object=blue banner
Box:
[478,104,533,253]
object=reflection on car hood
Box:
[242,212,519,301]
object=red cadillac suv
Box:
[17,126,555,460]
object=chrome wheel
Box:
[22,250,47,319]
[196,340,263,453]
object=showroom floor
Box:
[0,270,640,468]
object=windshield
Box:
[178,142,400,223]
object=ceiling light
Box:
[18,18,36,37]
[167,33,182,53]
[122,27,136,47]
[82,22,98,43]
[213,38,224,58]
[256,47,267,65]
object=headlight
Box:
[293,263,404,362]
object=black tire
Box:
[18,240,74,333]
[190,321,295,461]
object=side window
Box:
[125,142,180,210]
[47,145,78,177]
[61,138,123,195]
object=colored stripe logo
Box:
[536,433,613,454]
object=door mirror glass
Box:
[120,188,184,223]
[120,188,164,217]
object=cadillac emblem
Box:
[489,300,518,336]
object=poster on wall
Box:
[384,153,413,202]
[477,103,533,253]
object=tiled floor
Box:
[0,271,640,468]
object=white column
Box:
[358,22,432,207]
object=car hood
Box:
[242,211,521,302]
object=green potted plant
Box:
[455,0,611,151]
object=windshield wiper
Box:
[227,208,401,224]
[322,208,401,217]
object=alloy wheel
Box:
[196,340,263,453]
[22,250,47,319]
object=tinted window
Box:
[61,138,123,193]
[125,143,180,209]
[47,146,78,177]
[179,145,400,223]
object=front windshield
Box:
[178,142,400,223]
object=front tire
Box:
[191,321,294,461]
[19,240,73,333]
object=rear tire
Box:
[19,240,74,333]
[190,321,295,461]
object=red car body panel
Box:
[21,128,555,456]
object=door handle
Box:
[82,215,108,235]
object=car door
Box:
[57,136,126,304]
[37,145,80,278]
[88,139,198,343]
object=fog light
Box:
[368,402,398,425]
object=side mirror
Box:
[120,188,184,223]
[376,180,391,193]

------------------------------------------------------------------------

What needs to be done:
Could you lay out everything in the material from the line containing "object=door mirror glass" down to the line containing "[455,0,611,151]", both included, as a Markdown table with the columns Row and Line, one line per row and blank lines left out?

Exercise response:
| Row | Line |
|---|---|
| 1 | object=door mirror glass |
| 2 | Box: |
| 3 | [120,188,184,223] |
| 4 | [120,188,164,217] |
| 5 | object=cadillac emblem |
| 6 | Box: |
| 7 | [489,300,518,336] |
| 8 | object=poster on wall |
| 9 | Box: |
| 10 | [384,153,413,202] |
| 11 | [477,103,533,253] |
| 12 | object=tiled floor |
| 13 | Box: |
| 14 | [0,271,640,468] |
| 15 | object=white column |
| 16 | Box: |
| 17 | [358,22,432,207] |
| 18 | object=car hood |
| 19 | Box: |
| 20 | [242,211,521,302] |
| 21 | object=green potted plant |
| 22 | Box: |
| 23 | [455,0,611,151] |